• Objetivo 1: Enumere todos os órgãos e instituições públicas mencionados no texto sobre o Tema 1.194 do STF.

A reparação ambiental e sua imprescritibilidade executória: o Tema 1.194 do STF

A reparação ambiental e sua imprescritibilidade executória: o Tema 1.194 do STF

Quando uma obrigação de reparar dano ambiental é convertida em prestação pecuniária, haveria modificação na sua natureza jurídica a ponto de sujeitá-la aos prazos prescricionais comuns?

Este questionamento representa um dos grandes dilemas do Direito Ambiental contemporâneo. Dois valores constitucionais de alta relevância se contrapõem: de um lado, a segurança jurídica, materializada no instituto da prescrição; de outro, a proteção ao meio ambiente ecologicamente equilibrado, bem de uso comum e essencial à sadia qualidade de vida.

O Supremo Tribunal Federal (STF), no julgamento paradigmático do ARE 1.352.872/SC, dirimiu essa controvérsia. A Corte então fixou a tese jurídica, sob o Tema 1.194 da repercussão geral, de que:

"é imprescritível a pretensão executória e inaplicável a prescrição intercorrente na execução de reparação de dano ambiental, ainda que posteriormente convertida em indenização por perdas e danos".

Ora, o presente artigo visa analisar criticamente essa decisão histórica, debruçando-se sobre os fundamentos jurídicos que sustentam tal entendimento e suas implicações para o sistema de tutela ambiental brasileiro.

O caso concreto

A questão chegou ao STF a partir de um recurso extraordinário com agravo interposto pelo Ministério Público Federal contra acórdão proferido pelo Tribunal Regional Federal da 4ª Região.

O tribunal de origem havia confirmado sentença que reconheceu, em favor do condenado em ação penal transitada em julgado, a prescrição da pretensão executória. A fundamentação baseou-se no entendimento de que, ao ser convertida em perdas e danos, a obrigação reparatória ambiental havia se convolado em mera dívida pecuniária, estando, portanto, sujeita à prescrição intercorrente.

O caso apresenta peculiaridades que o distinguem de julgamentos anteriores sobre a matéria.

Primeiramente, trata-se de discussão sobre a prescrição na fase executiva, e não na fase de conhecimento, como ocorreu no emblemático julgamento do Tema 999 da repercussão geral.

Além disso, a execução tinha por objeto uma obrigação originalmente de fazer (reparação ambiental in natura), posteriormente convertida em obrigação de dar (indenização por perdas e danos).

Conforme se extrai do relatório elaborado pelo Ministro Cristiano Zanin, nas contrarrazões apresentadas, o recorrido argumentou que "a reparação ambiental fora incumbida ao próprio MPF em parceria com a prefeitura municipal de Barra do Sul/SC, sendo convertido ao recorrido o reembolso obtido na execução deste processo".

O recorrido sustentava, ainda, que não deveria “arcar com os prejuízos mais de 5 anos após a sentença condenatória”.

• Dados do exercício:
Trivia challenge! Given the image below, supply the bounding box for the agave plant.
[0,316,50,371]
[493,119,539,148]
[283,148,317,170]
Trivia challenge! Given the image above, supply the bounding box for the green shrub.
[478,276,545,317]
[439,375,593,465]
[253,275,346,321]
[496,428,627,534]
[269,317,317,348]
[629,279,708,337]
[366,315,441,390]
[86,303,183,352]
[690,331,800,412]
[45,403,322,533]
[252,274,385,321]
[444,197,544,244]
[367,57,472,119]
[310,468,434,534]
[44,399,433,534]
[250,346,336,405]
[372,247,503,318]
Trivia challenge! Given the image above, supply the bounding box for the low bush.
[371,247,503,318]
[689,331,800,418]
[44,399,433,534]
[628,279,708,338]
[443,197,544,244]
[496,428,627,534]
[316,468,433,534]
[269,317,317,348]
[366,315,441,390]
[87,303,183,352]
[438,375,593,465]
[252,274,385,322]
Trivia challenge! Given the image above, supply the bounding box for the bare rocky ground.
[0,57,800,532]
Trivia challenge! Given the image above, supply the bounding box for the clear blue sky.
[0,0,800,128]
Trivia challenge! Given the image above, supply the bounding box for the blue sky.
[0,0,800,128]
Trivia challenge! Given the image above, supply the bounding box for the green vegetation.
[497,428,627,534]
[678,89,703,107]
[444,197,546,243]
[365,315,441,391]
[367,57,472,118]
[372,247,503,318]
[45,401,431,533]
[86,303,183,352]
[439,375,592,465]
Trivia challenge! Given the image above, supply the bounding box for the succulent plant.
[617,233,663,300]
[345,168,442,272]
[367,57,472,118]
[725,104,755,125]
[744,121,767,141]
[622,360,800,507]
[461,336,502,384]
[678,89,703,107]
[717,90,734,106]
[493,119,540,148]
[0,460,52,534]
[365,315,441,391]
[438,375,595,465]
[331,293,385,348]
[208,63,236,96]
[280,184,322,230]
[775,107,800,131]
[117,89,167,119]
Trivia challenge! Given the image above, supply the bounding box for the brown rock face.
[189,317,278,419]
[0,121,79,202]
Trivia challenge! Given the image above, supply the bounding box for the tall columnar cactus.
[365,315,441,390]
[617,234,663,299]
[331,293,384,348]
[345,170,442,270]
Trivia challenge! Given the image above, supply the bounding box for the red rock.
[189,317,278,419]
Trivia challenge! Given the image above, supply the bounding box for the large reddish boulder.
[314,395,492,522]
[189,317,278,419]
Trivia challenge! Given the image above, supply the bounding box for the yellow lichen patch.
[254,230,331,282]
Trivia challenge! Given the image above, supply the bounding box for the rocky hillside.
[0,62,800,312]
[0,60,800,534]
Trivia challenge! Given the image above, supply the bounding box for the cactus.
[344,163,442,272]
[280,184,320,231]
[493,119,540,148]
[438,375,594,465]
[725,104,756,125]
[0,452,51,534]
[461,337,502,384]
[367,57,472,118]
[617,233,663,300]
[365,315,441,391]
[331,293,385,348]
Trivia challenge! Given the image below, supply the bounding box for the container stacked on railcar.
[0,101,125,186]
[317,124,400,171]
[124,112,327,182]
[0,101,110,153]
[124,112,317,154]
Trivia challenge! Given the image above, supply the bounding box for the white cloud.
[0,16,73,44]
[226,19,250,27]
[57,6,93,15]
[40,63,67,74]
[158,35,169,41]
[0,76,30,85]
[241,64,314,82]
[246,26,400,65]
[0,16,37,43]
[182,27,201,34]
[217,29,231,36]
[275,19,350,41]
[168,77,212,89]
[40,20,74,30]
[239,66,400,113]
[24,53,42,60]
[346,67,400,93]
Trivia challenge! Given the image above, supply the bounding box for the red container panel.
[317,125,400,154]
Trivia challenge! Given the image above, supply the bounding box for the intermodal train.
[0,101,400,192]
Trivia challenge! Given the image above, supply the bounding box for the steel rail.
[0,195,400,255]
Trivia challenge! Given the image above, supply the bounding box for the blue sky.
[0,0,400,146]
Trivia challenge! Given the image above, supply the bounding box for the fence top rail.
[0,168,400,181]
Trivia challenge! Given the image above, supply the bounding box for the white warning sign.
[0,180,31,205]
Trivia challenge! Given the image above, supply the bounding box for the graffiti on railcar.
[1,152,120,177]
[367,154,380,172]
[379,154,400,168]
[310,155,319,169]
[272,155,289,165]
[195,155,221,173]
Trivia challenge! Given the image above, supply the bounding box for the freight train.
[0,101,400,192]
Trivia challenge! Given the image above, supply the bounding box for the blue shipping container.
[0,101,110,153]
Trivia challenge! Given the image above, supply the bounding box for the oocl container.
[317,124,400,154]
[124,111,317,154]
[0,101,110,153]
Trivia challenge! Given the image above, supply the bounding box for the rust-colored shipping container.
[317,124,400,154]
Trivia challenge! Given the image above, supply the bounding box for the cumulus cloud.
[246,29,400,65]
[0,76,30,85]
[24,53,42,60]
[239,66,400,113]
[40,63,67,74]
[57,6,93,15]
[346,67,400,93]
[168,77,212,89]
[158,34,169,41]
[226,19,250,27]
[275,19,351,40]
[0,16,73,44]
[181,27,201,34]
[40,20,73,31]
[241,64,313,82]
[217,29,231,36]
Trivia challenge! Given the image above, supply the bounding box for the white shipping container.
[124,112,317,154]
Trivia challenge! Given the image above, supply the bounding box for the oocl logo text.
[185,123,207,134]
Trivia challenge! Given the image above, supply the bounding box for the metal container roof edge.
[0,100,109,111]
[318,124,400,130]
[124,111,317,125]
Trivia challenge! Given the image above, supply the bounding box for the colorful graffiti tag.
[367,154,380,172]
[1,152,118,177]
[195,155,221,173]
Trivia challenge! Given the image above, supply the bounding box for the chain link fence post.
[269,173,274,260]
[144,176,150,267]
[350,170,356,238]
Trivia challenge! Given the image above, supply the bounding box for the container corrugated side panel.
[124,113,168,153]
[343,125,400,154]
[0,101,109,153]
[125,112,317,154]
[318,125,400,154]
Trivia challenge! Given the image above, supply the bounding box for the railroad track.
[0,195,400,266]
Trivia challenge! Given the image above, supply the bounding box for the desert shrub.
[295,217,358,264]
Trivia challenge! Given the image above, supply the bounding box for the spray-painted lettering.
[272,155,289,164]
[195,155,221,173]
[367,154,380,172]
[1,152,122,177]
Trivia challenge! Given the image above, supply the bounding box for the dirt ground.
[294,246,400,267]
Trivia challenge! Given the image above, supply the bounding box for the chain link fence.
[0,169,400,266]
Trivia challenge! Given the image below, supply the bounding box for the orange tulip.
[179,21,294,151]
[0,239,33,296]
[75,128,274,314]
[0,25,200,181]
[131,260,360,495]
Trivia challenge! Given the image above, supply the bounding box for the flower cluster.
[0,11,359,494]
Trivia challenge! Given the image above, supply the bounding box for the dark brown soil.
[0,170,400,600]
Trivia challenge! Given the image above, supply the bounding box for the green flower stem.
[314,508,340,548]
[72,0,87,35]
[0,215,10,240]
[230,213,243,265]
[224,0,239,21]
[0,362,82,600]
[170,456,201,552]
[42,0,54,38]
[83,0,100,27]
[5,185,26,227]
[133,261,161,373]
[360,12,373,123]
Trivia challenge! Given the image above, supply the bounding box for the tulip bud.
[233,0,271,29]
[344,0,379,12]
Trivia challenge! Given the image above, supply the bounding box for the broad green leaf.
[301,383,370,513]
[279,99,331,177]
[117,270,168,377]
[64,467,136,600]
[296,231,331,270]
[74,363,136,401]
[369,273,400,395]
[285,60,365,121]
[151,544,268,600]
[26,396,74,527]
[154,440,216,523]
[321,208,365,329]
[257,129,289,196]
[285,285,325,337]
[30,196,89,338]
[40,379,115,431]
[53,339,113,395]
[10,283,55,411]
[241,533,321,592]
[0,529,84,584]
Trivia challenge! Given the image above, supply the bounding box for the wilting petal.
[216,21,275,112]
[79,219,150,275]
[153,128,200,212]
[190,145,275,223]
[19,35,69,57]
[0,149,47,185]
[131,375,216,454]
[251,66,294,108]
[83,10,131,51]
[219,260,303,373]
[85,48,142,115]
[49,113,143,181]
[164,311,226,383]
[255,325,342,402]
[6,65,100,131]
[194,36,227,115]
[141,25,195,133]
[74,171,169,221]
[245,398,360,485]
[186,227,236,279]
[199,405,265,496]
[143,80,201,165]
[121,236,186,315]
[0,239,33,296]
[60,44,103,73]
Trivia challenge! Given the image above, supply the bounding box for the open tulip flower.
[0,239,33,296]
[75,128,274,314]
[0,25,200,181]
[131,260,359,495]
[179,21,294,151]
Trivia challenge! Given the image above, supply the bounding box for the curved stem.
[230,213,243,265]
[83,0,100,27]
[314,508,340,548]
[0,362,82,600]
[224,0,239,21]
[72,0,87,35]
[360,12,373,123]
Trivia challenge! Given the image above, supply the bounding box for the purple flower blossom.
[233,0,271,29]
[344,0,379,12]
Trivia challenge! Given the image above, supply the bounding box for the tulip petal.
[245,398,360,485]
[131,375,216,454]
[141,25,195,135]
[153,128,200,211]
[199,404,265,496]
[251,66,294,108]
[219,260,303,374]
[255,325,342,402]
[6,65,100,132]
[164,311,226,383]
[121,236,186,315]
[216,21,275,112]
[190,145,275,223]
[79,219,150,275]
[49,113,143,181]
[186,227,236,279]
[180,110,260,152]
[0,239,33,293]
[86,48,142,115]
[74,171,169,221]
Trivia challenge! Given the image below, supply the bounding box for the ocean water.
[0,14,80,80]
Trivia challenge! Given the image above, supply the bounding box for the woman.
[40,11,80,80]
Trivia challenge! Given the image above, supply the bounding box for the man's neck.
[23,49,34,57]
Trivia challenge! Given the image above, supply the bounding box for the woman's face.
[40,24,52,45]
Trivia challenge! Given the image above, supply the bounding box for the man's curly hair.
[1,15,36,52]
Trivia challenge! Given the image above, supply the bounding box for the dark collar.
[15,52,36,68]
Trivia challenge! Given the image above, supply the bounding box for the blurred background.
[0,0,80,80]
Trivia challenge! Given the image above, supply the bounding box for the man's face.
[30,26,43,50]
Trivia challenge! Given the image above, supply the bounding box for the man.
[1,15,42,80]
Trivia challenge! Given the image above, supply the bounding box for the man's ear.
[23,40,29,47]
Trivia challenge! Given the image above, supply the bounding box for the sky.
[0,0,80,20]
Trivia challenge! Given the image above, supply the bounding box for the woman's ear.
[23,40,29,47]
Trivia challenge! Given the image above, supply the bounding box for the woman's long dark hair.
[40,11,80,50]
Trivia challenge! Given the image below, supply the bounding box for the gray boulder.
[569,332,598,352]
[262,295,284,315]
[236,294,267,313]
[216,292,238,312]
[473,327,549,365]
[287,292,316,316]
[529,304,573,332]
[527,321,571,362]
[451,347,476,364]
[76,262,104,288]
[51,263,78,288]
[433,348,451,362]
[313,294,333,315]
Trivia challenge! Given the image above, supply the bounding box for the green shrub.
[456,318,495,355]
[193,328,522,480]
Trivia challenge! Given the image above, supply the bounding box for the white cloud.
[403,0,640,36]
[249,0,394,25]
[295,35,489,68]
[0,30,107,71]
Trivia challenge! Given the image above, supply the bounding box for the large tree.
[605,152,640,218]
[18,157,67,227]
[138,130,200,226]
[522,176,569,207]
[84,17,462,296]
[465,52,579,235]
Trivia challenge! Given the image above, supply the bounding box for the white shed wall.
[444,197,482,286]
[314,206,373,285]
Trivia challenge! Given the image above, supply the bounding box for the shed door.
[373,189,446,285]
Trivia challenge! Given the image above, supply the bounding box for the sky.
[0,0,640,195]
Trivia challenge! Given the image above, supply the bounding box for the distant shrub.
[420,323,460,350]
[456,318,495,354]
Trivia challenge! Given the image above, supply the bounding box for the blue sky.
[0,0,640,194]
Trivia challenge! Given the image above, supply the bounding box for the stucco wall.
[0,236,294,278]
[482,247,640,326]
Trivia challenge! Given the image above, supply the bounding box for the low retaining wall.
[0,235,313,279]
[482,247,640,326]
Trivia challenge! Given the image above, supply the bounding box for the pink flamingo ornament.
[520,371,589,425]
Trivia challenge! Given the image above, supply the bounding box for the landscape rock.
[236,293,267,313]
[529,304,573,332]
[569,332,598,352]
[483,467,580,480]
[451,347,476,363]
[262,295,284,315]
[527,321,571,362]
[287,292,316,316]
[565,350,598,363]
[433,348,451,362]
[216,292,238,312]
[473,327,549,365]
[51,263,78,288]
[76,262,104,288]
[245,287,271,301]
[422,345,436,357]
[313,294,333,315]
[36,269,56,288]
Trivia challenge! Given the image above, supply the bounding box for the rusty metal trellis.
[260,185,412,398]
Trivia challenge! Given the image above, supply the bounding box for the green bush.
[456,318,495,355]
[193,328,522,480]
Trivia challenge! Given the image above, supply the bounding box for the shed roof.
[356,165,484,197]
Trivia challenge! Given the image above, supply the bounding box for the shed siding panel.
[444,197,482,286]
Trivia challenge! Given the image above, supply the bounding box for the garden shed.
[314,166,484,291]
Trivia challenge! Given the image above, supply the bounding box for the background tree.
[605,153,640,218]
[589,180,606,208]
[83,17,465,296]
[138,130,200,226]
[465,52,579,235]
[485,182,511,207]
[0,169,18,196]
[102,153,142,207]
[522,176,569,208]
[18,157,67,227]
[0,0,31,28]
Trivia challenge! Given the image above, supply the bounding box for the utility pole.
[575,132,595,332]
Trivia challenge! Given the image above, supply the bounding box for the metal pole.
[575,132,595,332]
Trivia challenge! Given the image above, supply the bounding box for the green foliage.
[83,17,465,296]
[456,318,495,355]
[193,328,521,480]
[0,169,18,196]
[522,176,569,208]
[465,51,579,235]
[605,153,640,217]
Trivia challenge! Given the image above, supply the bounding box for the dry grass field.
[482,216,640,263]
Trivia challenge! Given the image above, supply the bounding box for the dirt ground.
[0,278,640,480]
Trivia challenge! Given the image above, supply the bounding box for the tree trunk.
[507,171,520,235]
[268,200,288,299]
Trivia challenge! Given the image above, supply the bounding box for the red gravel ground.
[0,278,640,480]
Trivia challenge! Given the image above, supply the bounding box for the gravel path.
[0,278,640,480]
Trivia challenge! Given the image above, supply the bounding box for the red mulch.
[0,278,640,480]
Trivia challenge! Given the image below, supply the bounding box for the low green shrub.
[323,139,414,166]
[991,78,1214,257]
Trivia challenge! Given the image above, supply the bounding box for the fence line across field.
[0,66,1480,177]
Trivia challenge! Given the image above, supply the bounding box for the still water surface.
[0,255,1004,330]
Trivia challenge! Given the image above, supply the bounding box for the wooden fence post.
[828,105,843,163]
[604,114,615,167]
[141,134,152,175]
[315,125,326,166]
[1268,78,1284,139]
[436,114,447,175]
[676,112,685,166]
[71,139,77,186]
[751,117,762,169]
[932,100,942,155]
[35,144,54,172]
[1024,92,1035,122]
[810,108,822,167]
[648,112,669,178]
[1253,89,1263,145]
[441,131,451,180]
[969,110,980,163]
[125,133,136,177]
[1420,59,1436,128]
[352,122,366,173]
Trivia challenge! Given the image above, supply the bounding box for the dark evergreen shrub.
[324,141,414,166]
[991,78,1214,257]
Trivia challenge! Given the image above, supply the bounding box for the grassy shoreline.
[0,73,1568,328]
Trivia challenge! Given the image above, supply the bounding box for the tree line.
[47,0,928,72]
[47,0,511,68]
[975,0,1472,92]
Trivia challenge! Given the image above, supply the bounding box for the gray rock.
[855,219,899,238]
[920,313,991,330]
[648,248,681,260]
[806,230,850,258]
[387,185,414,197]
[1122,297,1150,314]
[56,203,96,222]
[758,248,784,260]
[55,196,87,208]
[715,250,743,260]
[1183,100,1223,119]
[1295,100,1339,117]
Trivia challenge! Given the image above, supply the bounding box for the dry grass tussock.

• Objetivo 2: Contabilize as linhas dos registros que contêm a palavra "wall" e informe apenas o número.

• Resposta esperada 1: Supremo Tribunal Federal (STF); Ministério Público Federal (MPF); Tribunal Regional Federal da 4ª Região; prefeitura municipal de Barra do Sul/SC.

• Resposta esperada 2: 3